• [Exercise directions] Locate every line in the items below that contains the word "side", and copy each such line in full.

[Excerpts of location labeling data]
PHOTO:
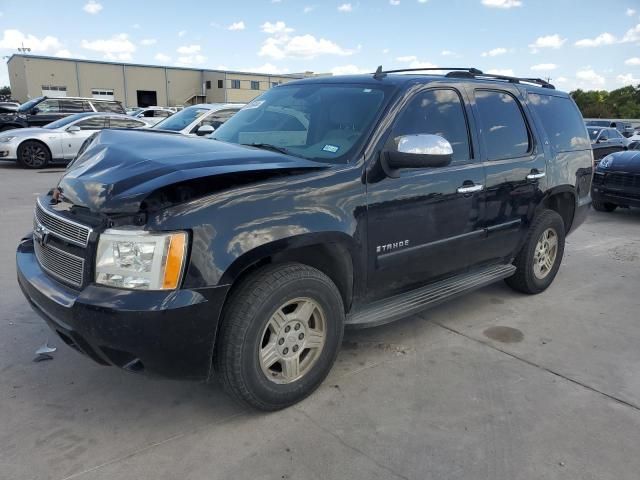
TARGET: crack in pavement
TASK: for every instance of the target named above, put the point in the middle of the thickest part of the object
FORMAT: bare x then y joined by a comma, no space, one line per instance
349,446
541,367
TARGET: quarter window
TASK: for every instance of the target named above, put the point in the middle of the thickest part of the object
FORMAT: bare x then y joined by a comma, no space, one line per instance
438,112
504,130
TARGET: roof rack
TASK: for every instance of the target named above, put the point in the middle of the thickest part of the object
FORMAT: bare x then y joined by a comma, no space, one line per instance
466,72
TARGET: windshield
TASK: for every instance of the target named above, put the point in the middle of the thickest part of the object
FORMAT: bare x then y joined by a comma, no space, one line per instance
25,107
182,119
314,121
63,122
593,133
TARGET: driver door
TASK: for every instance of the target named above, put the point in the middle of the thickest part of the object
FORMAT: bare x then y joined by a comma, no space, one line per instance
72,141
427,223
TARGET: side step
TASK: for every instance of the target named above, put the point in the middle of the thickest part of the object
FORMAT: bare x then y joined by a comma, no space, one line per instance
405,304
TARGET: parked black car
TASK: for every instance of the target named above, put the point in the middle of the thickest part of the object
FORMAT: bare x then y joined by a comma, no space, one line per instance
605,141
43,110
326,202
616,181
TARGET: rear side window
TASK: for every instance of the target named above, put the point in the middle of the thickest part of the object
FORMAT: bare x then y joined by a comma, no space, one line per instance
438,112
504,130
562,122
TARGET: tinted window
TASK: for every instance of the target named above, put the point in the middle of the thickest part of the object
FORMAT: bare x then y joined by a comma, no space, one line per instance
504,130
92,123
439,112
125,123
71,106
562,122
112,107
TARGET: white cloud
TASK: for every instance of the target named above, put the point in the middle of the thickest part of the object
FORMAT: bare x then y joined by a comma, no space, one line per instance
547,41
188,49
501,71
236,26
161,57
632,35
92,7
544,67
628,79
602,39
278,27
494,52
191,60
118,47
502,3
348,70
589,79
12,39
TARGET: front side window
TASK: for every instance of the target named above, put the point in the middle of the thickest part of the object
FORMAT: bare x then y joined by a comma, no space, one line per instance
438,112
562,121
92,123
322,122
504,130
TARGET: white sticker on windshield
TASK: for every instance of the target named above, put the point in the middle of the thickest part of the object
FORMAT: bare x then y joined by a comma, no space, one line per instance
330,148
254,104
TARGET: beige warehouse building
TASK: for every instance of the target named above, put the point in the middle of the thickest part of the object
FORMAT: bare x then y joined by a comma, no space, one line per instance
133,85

==

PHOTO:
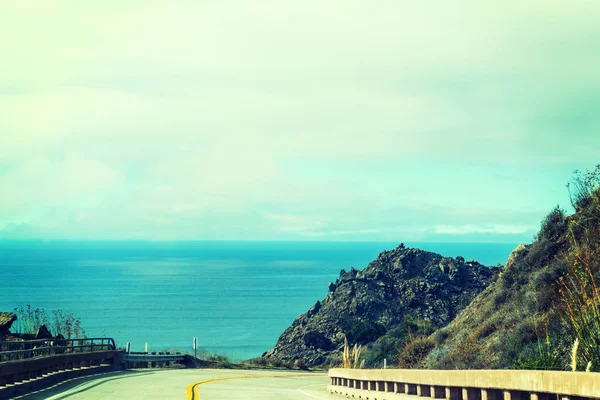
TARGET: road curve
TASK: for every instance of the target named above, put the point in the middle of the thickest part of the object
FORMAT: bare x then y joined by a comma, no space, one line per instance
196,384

• [Solved exercise]
TARGET: side step
TARGET: rear side window
TARGET: front side window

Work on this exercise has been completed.